What is required:
Would you copy each line of the records that includes the word "visible"?

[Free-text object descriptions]
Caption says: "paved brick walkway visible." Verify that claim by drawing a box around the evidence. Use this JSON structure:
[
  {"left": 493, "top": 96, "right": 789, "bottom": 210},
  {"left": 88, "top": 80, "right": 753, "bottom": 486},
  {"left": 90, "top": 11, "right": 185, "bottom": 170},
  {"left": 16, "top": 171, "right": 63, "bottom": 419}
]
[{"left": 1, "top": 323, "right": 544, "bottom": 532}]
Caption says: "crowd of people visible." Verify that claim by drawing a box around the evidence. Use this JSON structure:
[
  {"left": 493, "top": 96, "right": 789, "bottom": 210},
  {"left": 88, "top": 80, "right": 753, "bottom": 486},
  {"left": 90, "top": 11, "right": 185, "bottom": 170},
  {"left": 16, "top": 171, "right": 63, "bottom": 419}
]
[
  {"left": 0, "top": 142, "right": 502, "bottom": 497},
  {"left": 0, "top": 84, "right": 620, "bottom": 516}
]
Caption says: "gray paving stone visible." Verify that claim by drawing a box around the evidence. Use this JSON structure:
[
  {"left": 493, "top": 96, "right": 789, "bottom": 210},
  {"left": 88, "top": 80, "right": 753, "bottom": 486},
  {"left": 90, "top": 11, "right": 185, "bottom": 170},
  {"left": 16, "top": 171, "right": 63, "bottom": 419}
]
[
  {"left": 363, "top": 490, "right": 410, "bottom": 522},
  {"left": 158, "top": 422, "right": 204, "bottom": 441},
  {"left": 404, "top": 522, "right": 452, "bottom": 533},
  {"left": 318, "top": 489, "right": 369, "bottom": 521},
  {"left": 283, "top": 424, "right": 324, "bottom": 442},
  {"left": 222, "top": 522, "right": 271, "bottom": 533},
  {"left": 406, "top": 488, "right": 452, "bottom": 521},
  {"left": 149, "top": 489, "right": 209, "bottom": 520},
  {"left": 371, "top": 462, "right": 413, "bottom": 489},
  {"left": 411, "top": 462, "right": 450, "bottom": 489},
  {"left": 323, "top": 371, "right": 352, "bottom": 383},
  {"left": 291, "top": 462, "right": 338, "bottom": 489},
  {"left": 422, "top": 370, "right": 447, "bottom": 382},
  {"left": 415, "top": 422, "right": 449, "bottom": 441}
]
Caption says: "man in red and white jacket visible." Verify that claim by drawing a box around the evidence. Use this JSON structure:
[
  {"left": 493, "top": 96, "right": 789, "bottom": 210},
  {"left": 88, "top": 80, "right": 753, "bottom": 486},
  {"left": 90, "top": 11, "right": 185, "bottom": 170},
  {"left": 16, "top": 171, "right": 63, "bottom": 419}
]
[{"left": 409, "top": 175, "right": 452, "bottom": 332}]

Solution to the problem:
Caption says: "paved brick walkway visible." Verify that claim by drawing a box around the evidence. Use this JSON structure:
Caption says: "crowd of people visible." Verify that claim by drawing a box around the evidence. Use this JSON structure:
Caption says: "gray paving stone visible." Verify that claim by drawing a box around the evidence. Use this JSON structure:
Caption says: "man in red and white jacket visible." Verify that claim by drawing a box around the evidence. Use this JSON structure:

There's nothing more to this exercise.